__Written problem__:
Write out the entries below once more, exactly.

__Provided records__:
--------------------

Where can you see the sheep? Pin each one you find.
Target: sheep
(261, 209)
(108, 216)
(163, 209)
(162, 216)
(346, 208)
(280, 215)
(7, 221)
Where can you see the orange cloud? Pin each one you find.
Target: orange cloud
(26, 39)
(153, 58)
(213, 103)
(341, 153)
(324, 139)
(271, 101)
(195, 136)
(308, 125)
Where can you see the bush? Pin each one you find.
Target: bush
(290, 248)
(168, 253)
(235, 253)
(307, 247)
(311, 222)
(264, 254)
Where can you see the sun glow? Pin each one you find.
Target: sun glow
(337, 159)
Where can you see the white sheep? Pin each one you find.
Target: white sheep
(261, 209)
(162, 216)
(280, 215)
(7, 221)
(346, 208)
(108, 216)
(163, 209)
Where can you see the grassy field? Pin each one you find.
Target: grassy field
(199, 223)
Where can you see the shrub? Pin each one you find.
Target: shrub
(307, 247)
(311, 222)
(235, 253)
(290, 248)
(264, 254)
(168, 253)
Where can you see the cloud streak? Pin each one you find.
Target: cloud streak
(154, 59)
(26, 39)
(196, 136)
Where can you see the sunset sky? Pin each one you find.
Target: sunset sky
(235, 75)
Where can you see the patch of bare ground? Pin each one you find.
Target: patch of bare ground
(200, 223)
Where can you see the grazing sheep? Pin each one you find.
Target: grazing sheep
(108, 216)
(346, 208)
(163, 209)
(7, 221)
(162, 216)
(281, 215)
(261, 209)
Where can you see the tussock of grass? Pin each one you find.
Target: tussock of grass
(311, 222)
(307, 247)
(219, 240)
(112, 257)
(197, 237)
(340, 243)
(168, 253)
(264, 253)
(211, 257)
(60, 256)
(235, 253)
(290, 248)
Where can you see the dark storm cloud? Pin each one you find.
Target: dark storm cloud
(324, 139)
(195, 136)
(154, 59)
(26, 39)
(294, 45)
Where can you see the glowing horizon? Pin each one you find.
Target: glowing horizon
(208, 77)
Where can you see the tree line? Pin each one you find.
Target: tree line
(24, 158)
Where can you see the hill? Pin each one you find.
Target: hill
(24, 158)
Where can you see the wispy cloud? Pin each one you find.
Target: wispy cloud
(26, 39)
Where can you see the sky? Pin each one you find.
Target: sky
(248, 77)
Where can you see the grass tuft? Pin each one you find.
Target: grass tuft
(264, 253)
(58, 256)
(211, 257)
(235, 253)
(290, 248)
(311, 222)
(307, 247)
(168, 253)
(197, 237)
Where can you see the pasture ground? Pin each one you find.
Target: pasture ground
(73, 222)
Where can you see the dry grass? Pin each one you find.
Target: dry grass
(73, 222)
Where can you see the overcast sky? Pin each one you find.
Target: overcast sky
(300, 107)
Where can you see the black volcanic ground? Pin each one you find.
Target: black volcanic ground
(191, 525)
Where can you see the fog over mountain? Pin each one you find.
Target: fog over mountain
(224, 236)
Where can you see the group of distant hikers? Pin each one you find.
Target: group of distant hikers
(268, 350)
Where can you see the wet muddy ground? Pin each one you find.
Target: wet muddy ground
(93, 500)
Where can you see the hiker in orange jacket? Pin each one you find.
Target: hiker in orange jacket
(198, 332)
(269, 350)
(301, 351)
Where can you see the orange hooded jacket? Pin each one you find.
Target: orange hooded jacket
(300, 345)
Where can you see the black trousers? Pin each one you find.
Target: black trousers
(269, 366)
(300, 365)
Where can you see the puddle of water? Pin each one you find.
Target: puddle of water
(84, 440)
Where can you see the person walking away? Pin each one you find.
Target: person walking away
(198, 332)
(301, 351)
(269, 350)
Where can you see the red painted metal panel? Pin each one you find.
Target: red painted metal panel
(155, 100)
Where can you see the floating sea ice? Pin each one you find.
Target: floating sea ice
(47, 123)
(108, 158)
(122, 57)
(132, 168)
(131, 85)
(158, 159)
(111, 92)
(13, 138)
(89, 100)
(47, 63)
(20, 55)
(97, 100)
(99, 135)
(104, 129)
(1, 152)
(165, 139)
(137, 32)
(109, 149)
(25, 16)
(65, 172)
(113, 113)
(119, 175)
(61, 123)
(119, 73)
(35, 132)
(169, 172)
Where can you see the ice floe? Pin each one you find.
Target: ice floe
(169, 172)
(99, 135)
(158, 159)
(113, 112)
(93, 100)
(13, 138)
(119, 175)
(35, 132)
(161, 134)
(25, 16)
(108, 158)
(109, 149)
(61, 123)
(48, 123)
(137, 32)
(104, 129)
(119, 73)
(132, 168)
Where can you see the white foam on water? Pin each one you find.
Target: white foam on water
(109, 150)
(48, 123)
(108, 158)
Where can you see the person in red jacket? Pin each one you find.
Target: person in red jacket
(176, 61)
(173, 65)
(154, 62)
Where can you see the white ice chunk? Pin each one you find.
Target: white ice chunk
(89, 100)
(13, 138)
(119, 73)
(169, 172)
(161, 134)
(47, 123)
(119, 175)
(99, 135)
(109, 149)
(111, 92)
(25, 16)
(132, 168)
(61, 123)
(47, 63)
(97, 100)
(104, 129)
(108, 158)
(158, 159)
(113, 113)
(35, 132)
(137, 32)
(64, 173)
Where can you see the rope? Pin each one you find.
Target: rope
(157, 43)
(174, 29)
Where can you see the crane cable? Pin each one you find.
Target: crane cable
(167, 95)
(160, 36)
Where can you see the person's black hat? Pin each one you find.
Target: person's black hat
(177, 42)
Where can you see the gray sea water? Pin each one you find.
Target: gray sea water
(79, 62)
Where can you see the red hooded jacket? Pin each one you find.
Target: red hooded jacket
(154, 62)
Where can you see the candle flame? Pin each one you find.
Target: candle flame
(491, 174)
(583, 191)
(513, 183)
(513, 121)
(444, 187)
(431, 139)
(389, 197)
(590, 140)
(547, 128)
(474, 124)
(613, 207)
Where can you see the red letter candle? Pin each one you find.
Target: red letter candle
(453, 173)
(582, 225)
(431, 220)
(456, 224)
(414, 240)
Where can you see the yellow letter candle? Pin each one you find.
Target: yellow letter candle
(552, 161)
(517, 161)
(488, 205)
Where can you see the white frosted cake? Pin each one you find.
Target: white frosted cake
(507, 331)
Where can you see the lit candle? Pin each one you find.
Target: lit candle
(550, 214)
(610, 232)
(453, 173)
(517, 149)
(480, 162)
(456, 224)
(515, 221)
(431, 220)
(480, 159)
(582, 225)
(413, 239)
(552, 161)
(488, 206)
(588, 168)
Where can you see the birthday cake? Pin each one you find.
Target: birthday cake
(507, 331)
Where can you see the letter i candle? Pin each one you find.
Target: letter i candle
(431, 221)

--------------------

__Reply to the task__:
Where can you see the sheep? Pin each one you find.
Target: sheep
(261, 209)
(108, 216)
(163, 209)
(162, 216)
(346, 208)
(280, 215)
(7, 221)
Where can you see the orange cloud? Pin each one you find.
Target: orange cloud
(26, 39)
(153, 58)
(213, 103)
(341, 153)
(324, 139)
(271, 101)
(195, 136)
(308, 125)
Where can you see the bush? Pin each one you find.
Target: bush
(290, 248)
(168, 253)
(235, 253)
(307, 247)
(311, 222)
(264, 254)
Where can you see the sun glow? Pin each one you find.
Target: sun glow
(337, 159)
Where can you see the white sheep? Pin each one you find.
Target: white sheep
(261, 209)
(162, 216)
(280, 215)
(7, 221)
(346, 208)
(108, 216)
(163, 209)
Where can you see the grassy field? Pin each one you find.
Target: grassy field
(199, 223)
Where can you see the shrub? Pin each one you find.
Target: shrub
(307, 247)
(311, 222)
(235, 253)
(290, 248)
(264, 254)
(168, 253)
Where can you see the cloud streak? Pin each one you find.
Target: cloud streak
(154, 59)
(26, 39)
(196, 136)
Where can you see the sunset sky? Pin each one you find.
Target: sunset sky
(235, 75)
Where can you see the patch of bare ground? Pin each one you find.
Target: patch of bare ground
(200, 223)
Where can you see the grazing sheep? Pin each one you find.
Target: grazing sheep
(108, 216)
(346, 208)
(163, 209)
(7, 221)
(162, 216)
(281, 215)
(261, 209)
Where can you see the tussock of grass? Pin each one you find.
Target: tussock of grass
(311, 222)
(307, 247)
(219, 240)
(112, 257)
(197, 237)
(340, 243)
(168, 253)
(264, 253)
(211, 257)
(60, 256)
(235, 253)
(290, 248)
Where can you see the dark storm cloud? Pin each one you find.
Target: dark storm cloud
(324, 139)
(195, 136)
(154, 59)
(26, 39)
(294, 45)
Where can you see the glowing horizon? Pin each one you find.
Target: glowing horizon
(208, 77)
Where can you see the tree line? Pin each one you find.
Target: tree line
(24, 158)
Where can you see the hill? Pin each one you find.
Target: hill
(24, 158)
Where can you see the wispy cloud? Pin each one you find.
Target: wispy cloud
(26, 39)
Where can you see the sky? Pin each one you find.
Target: sky
(248, 77)
Where can you see the grass tuft? Pin each one you find.
Target: grass tuft
(264, 253)
(58, 256)
(211, 257)
(235, 253)
(290, 248)
(311, 222)
(307, 247)
(168, 253)
(197, 237)
Where can you see the pasture ground? Pin each one you find.
Target: pasture ground
(73, 222)
Where can you see the dry grass? Pin each one you find.
Target: dry grass
(73, 222)
Where can you see the overcast sky? Pin each one you find.
Target: overcast sky
(300, 107)
Where can you see the black volcanic ground? Pin each one you find.
Target: black volcanic ground
(191, 525)
Where can you see the fog over mountain? Pin each one you find.
Target: fog over mountain
(224, 236)
Where can you see the group of distant hikers? Pin each one you find.
Target: group of distant hikers
(268, 350)
Where can you see the wet muddy ground? Pin each one you find.
Target: wet muddy ground
(93, 500)
Where can you see the hiker in orange jacket? Pin each one you find.
Target: hiker in orange jacket
(198, 332)
(269, 350)
(301, 351)
Where can you see the orange hooded jacket? Pin each one you find.
Target: orange hooded jacket
(300, 345)
Where can you see the black trousers? Pin each one you find.
Target: black trousers
(269, 366)
(300, 365)
Where can you see the puddle of water? Pin each one you find.
Target: puddle of water
(84, 440)
Where can you see the person walking away? Pin each one you find.
Target: person walking away
(198, 332)
(301, 351)
(269, 350)
Where can you see the red painted metal panel? Pin each one you find.
Target: red painted metal panel
(155, 100)
Where can you see the floating sea ice? Pin each one you find.
Target: floating sea ice
(47, 123)
(108, 158)
(122, 57)
(132, 168)
(131, 85)
(158, 159)
(111, 92)
(13, 138)
(89, 100)
(47, 63)
(20, 55)
(97, 100)
(99, 135)
(104, 129)
(1, 152)
(165, 139)
(137, 32)
(109, 149)
(25, 16)
(65, 172)
(113, 113)
(119, 175)
(61, 123)
(119, 73)
(35, 132)
(169, 172)
Where can you see the ice floe? Pin each one you find.
Target: ice floe
(169, 172)
(99, 135)
(158, 159)
(113, 112)
(93, 100)
(13, 138)
(119, 175)
(35, 132)
(161, 134)
(25, 16)
(108, 158)
(109, 149)
(61, 123)
(48, 123)
(137, 32)
(104, 129)
(119, 73)
(132, 168)
Where can you see the white foam on water? Pin each one you find.
Target: white foam on water
(109, 150)
(48, 123)
(108, 158)
Where can you see the person in red jacket? Pin each one you find.
Target: person in red jacket
(176, 61)
(173, 65)
(154, 62)
Where can you see the white ice chunk? Pin each one you find.
Target: white ice chunk
(89, 100)
(13, 138)
(119, 73)
(169, 172)
(161, 134)
(47, 123)
(119, 175)
(99, 135)
(109, 149)
(111, 92)
(25, 16)
(132, 168)
(61, 123)
(47, 63)
(97, 100)
(104, 129)
(108, 158)
(158, 159)
(113, 113)
(35, 132)
(137, 32)
(64, 173)
Where can you see the rope? Pin each one you find.
Target: rope
(157, 43)
(174, 29)
Where can you see the crane cable? Pin each one you find.
Target: crane cable
(167, 95)
(160, 36)
Where can you see the person's black hat? Pin each one you find.
Target: person's black hat
(177, 42)
Where can you see the gray sea water? Pin each one you find.
Target: gray sea water
(79, 62)
Where can you see the red hooded jacket? Pin each one you find.
Target: red hooded jacket
(154, 62)
Where can you see the candle flame? Pin each one you find.
Target: candle flame
(491, 174)
(583, 191)
(513, 183)
(513, 121)
(444, 187)
(431, 139)
(389, 197)
(590, 140)
(547, 128)
(474, 124)
(613, 207)
Where can you see the red letter candle? Pin each one you find.
Target: red letter candle
(453, 173)
(582, 225)
(431, 220)
(456, 224)
(414, 240)
Where can you see the yellow letter candle? Pin each one you find.
Target: yellow letter candle
(552, 161)
(517, 161)
(488, 205)
Where can you see the white frosted cake? Pin each one you find.
Target: white frosted cake
(507, 331)
Where can you see the lit candle? Pin each one you find.
Target: lit candle
(550, 214)
(610, 232)
(453, 173)
(517, 149)
(480, 162)
(456, 224)
(515, 221)
(431, 220)
(480, 159)
(582, 225)
(413, 239)
(552, 161)
(488, 206)
(588, 168)
Where can you see the birthday cake? Pin each one you find.
Target: birthday cake
(507, 331)
Where can you see the letter i candle? Pin each one you find.
Target: letter i candle
(431, 221)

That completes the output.